Activity »
For every entry below, give an exact repeat and leave out the pictures.

Information supplied »

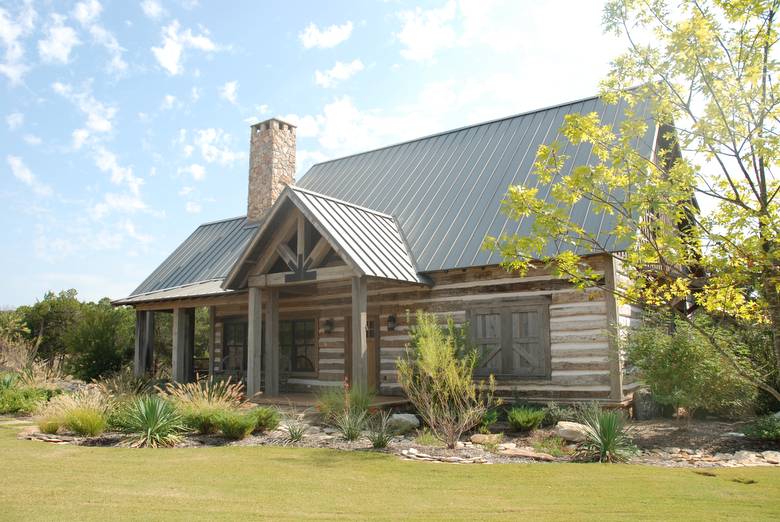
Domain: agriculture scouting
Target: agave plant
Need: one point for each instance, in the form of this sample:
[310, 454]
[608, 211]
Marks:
[206, 392]
[152, 422]
[607, 436]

Answer space »
Domain: agriculture scouting
Target: agave plant
Need: one point for each instance, in the form of this sample:
[310, 454]
[608, 211]
Marks:
[206, 392]
[152, 422]
[607, 436]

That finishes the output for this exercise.